What you are asked to do ▸ Return exactly the lines that run from the one containing "For this evaluation, locate the white background" to the end of the entries, with both ends included.

Data items:

____________________

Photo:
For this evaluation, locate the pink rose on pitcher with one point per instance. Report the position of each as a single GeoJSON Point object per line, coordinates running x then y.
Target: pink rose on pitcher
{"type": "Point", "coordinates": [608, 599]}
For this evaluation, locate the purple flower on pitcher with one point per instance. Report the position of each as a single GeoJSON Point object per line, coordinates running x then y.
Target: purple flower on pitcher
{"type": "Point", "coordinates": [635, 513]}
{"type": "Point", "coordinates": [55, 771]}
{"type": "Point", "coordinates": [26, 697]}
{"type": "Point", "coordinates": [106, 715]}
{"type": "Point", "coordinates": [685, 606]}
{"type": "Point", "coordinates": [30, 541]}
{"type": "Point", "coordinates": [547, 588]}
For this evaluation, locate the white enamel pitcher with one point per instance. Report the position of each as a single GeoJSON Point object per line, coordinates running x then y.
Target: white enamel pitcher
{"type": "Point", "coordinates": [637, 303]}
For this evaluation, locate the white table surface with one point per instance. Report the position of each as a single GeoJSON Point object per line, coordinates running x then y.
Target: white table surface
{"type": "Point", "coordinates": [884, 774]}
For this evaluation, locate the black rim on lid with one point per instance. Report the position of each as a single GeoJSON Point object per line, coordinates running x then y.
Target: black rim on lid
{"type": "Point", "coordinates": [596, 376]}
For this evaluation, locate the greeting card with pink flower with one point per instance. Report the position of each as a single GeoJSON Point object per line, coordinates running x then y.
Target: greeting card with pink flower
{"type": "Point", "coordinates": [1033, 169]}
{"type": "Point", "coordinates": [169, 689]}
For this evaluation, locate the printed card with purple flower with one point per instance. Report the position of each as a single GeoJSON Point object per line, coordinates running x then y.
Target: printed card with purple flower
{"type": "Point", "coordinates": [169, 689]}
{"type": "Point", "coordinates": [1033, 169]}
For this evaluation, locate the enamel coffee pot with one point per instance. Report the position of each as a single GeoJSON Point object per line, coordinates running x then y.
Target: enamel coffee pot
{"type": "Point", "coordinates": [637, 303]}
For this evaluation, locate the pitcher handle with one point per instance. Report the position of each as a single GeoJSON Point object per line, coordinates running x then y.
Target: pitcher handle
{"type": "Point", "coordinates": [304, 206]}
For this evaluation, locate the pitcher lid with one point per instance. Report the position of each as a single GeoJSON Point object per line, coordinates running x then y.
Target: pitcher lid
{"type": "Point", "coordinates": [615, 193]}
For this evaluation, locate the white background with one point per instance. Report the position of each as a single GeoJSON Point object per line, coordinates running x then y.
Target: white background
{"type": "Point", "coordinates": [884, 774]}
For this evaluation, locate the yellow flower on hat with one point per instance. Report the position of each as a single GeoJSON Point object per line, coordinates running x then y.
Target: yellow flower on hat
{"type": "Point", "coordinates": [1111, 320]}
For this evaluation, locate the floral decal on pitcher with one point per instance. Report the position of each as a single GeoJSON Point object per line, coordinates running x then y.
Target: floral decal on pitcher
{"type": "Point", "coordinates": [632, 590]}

____________________

Correct response ▸
For this evaluation, locate the white background with one point per instance. Report the position of each as a single GeoJSON Point object per line, coordinates running x then y.
Target: white background
{"type": "Point", "coordinates": [884, 774]}
For this evaluation, locate the yellow flower on hat with one point per instance. Report the position of each as a single GeoJSON Point object per line, coordinates running x then y.
Target: yellow flower on hat
{"type": "Point", "coordinates": [1111, 320]}
For this evaluation, locate the floral decal on pitcher with one point per instance. Report the position of each as a single GeoJSON Point object per line, coordinates running x then y.
Target: floral decal on pitcher
{"type": "Point", "coordinates": [632, 590]}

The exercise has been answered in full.